**Set task:** Count the lines in the records below that contain the string "Kindly", treating uppercase and lowercase as different. Reply with the number alone.

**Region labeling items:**
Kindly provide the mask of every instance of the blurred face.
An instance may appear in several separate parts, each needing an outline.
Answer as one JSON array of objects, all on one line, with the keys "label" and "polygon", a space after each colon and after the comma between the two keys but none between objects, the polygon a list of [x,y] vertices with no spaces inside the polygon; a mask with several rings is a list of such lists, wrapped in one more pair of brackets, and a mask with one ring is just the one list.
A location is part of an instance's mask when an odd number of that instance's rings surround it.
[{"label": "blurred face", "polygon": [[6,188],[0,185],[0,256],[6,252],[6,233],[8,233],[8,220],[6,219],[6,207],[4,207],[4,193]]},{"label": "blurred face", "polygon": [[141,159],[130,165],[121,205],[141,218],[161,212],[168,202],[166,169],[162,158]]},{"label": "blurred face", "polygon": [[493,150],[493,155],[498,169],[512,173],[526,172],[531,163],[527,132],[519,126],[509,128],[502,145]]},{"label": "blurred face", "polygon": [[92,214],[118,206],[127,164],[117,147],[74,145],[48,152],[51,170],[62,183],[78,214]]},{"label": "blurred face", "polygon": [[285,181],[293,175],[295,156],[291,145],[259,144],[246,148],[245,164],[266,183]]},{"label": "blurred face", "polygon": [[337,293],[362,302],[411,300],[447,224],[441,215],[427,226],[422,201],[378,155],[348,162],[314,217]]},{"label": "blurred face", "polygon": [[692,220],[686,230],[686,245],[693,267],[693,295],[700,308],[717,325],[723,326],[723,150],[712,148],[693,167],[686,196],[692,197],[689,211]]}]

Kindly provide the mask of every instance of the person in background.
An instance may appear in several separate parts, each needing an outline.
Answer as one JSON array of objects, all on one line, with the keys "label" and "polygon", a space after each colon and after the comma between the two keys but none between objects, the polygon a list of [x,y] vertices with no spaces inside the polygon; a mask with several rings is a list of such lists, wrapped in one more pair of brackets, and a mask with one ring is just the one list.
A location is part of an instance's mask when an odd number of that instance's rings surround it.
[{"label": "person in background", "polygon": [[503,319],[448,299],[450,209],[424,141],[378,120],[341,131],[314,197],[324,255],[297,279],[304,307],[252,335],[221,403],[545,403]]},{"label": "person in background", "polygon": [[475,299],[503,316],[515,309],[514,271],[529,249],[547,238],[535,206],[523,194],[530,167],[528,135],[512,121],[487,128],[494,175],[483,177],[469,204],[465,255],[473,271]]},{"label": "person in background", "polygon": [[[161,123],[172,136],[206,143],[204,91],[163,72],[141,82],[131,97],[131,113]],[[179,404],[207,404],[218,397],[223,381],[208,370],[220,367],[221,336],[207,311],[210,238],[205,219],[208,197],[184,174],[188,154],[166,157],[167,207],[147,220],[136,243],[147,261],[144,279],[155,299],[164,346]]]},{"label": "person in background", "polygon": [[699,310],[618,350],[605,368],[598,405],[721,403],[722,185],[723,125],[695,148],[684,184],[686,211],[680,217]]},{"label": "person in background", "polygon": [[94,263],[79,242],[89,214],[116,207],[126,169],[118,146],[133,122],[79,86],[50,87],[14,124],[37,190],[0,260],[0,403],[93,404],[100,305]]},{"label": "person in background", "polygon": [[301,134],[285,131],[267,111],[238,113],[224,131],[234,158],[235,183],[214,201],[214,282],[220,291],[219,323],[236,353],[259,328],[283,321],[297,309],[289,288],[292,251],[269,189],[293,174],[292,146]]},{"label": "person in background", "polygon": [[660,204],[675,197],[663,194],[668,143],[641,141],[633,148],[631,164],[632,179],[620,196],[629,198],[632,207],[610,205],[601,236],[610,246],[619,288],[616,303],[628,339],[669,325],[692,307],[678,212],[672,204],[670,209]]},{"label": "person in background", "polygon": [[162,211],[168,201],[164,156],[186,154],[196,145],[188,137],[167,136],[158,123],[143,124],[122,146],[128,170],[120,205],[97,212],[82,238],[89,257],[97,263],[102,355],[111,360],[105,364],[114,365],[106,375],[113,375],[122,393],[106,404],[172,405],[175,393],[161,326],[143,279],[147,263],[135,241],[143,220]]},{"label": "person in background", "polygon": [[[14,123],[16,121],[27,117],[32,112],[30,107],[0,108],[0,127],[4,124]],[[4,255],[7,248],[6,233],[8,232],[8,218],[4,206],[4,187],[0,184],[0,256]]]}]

**Result of this task:** 2